▶ EXTRACTED RECORDS:

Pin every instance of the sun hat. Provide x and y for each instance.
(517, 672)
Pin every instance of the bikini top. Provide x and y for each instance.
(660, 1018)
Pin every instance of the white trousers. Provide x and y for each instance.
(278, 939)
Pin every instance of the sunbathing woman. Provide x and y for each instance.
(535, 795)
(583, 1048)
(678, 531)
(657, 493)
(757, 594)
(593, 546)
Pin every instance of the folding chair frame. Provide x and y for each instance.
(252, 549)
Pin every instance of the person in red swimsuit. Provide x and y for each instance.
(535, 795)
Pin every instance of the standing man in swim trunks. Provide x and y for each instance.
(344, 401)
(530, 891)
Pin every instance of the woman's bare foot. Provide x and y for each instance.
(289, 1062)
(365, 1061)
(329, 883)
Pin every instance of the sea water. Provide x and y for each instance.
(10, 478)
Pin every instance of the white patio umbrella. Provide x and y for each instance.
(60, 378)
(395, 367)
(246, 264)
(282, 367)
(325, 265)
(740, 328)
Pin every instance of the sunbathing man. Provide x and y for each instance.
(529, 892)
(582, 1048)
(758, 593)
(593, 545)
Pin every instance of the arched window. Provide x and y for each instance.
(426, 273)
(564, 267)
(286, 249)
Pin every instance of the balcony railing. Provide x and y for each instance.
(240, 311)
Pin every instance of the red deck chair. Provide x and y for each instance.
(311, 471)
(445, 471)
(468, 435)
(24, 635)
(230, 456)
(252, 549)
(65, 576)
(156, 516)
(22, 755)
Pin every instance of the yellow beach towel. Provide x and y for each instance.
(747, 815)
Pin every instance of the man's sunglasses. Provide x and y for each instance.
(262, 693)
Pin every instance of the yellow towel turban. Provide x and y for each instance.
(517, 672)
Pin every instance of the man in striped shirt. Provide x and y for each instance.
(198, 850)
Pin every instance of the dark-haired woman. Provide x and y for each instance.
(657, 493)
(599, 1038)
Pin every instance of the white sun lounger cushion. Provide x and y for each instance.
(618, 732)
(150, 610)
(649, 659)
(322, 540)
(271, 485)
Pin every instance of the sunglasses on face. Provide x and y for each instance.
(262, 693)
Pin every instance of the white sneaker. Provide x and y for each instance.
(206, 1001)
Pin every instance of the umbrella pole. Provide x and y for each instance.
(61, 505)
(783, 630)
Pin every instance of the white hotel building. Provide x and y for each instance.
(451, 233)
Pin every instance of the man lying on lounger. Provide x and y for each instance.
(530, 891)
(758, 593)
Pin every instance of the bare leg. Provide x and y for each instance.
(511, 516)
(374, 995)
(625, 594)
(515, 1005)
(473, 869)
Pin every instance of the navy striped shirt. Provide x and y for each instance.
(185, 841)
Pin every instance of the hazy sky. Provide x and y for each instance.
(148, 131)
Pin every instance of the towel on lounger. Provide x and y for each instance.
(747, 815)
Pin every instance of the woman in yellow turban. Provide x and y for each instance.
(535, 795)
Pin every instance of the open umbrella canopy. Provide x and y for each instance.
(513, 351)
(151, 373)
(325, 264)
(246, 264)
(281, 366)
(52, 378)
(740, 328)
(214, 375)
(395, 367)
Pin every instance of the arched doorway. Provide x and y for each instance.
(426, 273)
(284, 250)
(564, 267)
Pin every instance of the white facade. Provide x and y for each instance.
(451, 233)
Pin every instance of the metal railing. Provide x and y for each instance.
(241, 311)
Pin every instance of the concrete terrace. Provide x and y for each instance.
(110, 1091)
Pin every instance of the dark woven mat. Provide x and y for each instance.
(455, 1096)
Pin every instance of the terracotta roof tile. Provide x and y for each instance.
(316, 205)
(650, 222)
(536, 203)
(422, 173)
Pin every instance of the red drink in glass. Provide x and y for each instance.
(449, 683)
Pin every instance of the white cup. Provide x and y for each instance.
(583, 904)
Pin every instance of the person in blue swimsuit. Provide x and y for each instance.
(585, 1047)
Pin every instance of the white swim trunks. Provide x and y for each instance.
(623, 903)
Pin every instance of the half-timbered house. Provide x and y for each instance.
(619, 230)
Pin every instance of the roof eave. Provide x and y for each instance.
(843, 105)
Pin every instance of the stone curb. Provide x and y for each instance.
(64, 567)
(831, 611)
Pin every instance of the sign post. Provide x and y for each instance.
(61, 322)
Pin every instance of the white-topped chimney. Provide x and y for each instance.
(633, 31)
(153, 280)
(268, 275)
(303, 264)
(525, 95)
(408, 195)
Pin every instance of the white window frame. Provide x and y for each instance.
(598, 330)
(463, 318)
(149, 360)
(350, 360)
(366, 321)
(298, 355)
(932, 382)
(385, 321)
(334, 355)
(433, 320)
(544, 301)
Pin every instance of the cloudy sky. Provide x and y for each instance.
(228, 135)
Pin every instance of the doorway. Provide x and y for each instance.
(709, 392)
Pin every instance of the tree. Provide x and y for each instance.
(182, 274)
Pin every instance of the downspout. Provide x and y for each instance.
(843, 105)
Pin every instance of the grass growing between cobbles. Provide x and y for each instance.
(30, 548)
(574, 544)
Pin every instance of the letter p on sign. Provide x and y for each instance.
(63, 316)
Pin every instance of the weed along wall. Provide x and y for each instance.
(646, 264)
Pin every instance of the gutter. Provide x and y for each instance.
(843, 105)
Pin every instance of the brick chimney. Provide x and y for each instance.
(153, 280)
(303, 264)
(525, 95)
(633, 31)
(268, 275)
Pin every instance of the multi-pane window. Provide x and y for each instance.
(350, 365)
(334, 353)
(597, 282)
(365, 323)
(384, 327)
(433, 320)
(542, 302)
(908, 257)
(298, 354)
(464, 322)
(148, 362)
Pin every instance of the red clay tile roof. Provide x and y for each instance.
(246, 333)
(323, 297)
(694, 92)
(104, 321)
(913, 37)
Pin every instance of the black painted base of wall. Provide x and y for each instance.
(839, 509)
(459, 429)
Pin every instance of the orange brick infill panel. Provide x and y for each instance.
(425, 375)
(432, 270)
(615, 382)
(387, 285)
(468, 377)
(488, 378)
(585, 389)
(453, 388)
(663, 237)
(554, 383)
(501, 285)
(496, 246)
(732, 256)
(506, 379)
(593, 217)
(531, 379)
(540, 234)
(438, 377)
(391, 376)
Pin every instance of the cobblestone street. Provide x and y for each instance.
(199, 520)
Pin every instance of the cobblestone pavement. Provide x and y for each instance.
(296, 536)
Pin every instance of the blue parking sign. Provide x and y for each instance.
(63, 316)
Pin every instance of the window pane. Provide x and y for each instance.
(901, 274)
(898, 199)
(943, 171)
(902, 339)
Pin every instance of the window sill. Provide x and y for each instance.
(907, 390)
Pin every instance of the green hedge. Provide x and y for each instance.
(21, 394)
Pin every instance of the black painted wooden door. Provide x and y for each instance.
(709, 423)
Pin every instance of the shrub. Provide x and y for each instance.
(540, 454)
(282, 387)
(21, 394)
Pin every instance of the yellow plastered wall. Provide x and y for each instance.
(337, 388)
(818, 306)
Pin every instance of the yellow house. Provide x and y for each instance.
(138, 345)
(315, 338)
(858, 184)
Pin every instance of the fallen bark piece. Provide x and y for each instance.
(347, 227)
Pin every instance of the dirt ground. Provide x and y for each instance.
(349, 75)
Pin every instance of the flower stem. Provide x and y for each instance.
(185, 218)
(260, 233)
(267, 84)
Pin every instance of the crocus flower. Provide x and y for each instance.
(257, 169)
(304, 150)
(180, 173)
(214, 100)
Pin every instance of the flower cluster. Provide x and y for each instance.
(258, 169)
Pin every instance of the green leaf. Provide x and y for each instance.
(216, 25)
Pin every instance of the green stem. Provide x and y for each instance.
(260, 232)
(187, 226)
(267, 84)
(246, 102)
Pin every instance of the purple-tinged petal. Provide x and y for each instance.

▶ CHALLENGE:
Quote the data in full, keeping each word unchanged.

▶ RESULT FOR THIS TASK:
Pin every instance of the sun hat. Provide x and y for each instance.
(517, 672)
Pin every instance of the bikini top. Provide x and y for each instance.
(660, 1018)
Pin every instance of the white trousers. Provide x and y for each instance.
(278, 939)
Pin every instance of the sunbathing woman. Provide x and y for each instance.
(535, 795)
(583, 1048)
(678, 531)
(657, 493)
(757, 594)
(593, 546)
Pin every instance of the folding chair frame. Provide x and y for each instance.
(252, 549)
Pin every instance of the person in red swimsuit. Provide x and y for each instance.
(535, 795)
Pin every instance of the standing man in swim trunks. Provide x and y for each instance.
(344, 401)
(530, 891)
Pin every instance of the woman's bare foot. Provide x and y for each instance.
(289, 1062)
(365, 1061)
(329, 883)
Pin every instance of the sea water. Provide x and y for each instance.
(10, 478)
Pin every instance of the white patio umbrella. Provide x and y for each instance.
(60, 378)
(395, 367)
(246, 264)
(282, 367)
(325, 265)
(740, 328)
Pin every instance of the sunbathing man. Provide x and y for each instance.
(529, 892)
(582, 1048)
(758, 593)
(593, 545)
Pin every instance of the arched window. Provide x and y for each instance.
(426, 273)
(564, 267)
(286, 249)
Pin every instance of the balcony railing. Provide x and y for each instance.
(240, 311)
Pin every instance of the red deck chair. Provide x and y for each instance.
(311, 471)
(445, 471)
(468, 435)
(24, 635)
(230, 456)
(252, 549)
(65, 576)
(156, 516)
(22, 755)
Pin every instance of the yellow beach towel. Provide x and y for each instance.
(747, 815)
Pin every instance of the man's sunglasses. Provide x and y for each instance.
(262, 693)
Pin every instance of the yellow towel turban. Provide x and y for each instance.
(517, 672)
Pin every instance of the man in striped shirt. Provide x and y for each instance.
(198, 850)
Pin every instance of the dark-haired woman. Provide x and y for each instance.
(657, 493)
(599, 1038)
Pin every instance of the white sun lounger cushion. Provide x and y for each instance.
(618, 732)
(150, 610)
(649, 659)
(322, 540)
(271, 485)
Pin every instance of the sunglasses on face. Provide x and y for each instance.
(262, 693)
Pin every instance of the white sneaker. Provide x and y for each instance.
(206, 1001)
Pin every instance of the umbrella pole. Provide x and y for each instance.
(61, 505)
(783, 630)
Pin every instance of the white hotel building. Provide x and y for each instance.
(451, 233)
Pin every instance of the man lying on lounger. Provide x and y for each instance.
(530, 891)
(758, 593)
Pin every instance of the bare leg. Provide x and y for each instance.
(511, 516)
(374, 995)
(625, 594)
(515, 1005)
(473, 869)
Pin every instance of the navy striped shirt. Provide x and y for each instance.
(185, 841)
Pin every instance of the hazy sky. Provide x and y for each instance.
(148, 131)
Pin every instance of the towel on lounger. Provide x and y for each instance.
(747, 815)
Pin every instance of the woman in yellow turban. Provide x and y for each instance.
(535, 795)
Pin every instance of the open umbrella canopy. Provide x and y for each instance.
(513, 351)
(151, 373)
(325, 264)
(246, 264)
(281, 366)
(52, 378)
(740, 328)
(214, 375)
(395, 367)
Pin every instance of the arched doorway. Provide x and y for each instance.
(426, 273)
(284, 250)
(564, 267)
Pin every instance of the white facade. Provide x and y for each instance.
(451, 233)
Pin every instance of the metal railing. Provide x and y for each instance.
(241, 311)
Pin every instance of the concrete terrace. Provide x and y for each instance.
(110, 1091)
Pin every instance of the dark woven mat. Provide x and y for each instance.
(455, 1096)
Pin every instance of the terracotta roof tile. Provide x and y for each instance.
(316, 205)
(650, 222)
(536, 203)
(422, 173)
Pin every instance of the red drink in glass. Provide x and y for each instance.
(449, 683)
Pin every instance of the white cup. Provide x and y for each instance.
(583, 904)
Pin every instance of the person in blue swimsuit. Provide x and y for each instance.
(585, 1047)
Pin every instance of the white swim trunks. Provide x and y for each instance.
(623, 903)
Pin every instance of the half-timbered house. Provide x and y for each instance.
(619, 230)
Pin every instance of the roof eave. Provide x and y for each instance.
(843, 105)
Pin every instance of the stone curb. Provide x and y for each instance.
(64, 567)
(831, 611)
Pin every instance of the sign post. Provide x and y for each instance.
(61, 322)
Pin every instance of the white-topped chimney. Provide x and y for each instance.
(633, 31)
(153, 280)
(268, 275)
(303, 264)
(525, 95)
(408, 195)
Pin every instance of the white window frame. Provide x and y for each instance.
(598, 330)
(463, 318)
(149, 360)
(350, 360)
(366, 321)
(298, 355)
(932, 382)
(385, 321)
(334, 355)
(433, 320)
(544, 301)
Pin every instance of the cloudy sky. Provide x and y for each instance.
(228, 135)
Pin every instance of the doorway. Provide x and y for each instance.
(709, 392)
Pin every instance of the tree. Provide x and y for each instance.
(182, 274)
Pin every instance of the downspout. Provide x and y for each instance.
(843, 105)
Pin every instance of the grass growing between cobbles. Provide x and y for each instance.
(30, 548)
(574, 544)
Pin every instance of the letter p on sign. Provide x and y for each instance.
(63, 316)
Pin every instance of the weed along wall. Provide x and y for each instance.
(646, 264)
Pin every instance of the gutter. Provide x and y for each instance.
(843, 105)
Pin every instance of the brick chimney. Provide x and y for each instance.
(153, 280)
(303, 264)
(525, 95)
(633, 31)
(268, 275)
Pin every instance of the multi-pane window. Provide x and y for each instance.
(350, 365)
(334, 353)
(597, 282)
(365, 323)
(384, 327)
(433, 320)
(542, 302)
(908, 257)
(298, 354)
(464, 322)
(148, 362)
Pin every instance of the red clay tile roof. Provide x and y for each instance.
(246, 333)
(323, 297)
(694, 92)
(104, 321)
(913, 37)
Pin every instance of the black painted base of wall. Provide x and y for each instance.
(839, 509)
(459, 429)
Pin every instance of the orange brick infill panel. Provide x and y for each instance.
(425, 375)
(432, 270)
(615, 382)
(387, 285)
(468, 377)
(488, 378)
(585, 389)
(453, 388)
(663, 237)
(554, 383)
(501, 285)
(496, 246)
(732, 256)
(506, 379)
(593, 217)
(531, 379)
(540, 234)
(438, 377)
(391, 376)
Pin every instance of the cobblestone street. Provide x and y for each instance.
(199, 520)
Pin every instance of the cobblestone pavement. Provide x and y for each instance.
(296, 536)
Pin every instance of the blue parking sign. Provide x and y for each instance.
(63, 316)
Pin every instance of the window pane. Provide x and y for each instance.
(901, 274)
(898, 199)
(943, 171)
(902, 339)
Pin every instance of the window sill. Provide x and y for each instance.
(907, 390)
Pin every instance of the green hedge. Provide x and y for each instance.
(21, 394)
Pin every instance of the black painted wooden door. Provide x and y for each instance.
(709, 423)
Pin every instance of the shrub. Provide x and y for each instance.
(540, 454)
(282, 387)
(21, 394)
Pin every instance of the yellow plastered wall. Provide x and y for each instance.
(337, 388)
(818, 306)
Pin every instance of the yellow house. Provide x and y for each instance.
(138, 345)
(315, 338)
(858, 184)
Pin every instance of the fallen bark piece. Provide x and y for each instance.
(347, 227)
Pin every instance of the dirt ground. Provide x and y for each instance.
(349, 75)
Pin every instance of the flower stem. Provide x and y for each instance.
(185, 218)
(260, 233)
(267, 84)
Pin every instance of the crocus flower. Provide x and y for each instance.
(257, 169)
(304, 150)
(180, 173)
(214, 100)
Pin every instance of the flower cluster. Provide x and y for each instance.
(258, 169)
Pin every instance of the green leaf. Provide x and y for each instance.
(216, 25)
Pin every instance of the green stem. Provide x and y for each instance.
(260, 232)
(187, 226)
(267, 84)
(246, 102)
Pin every instance of the purple-tinged petal. Provide x and y for each instance.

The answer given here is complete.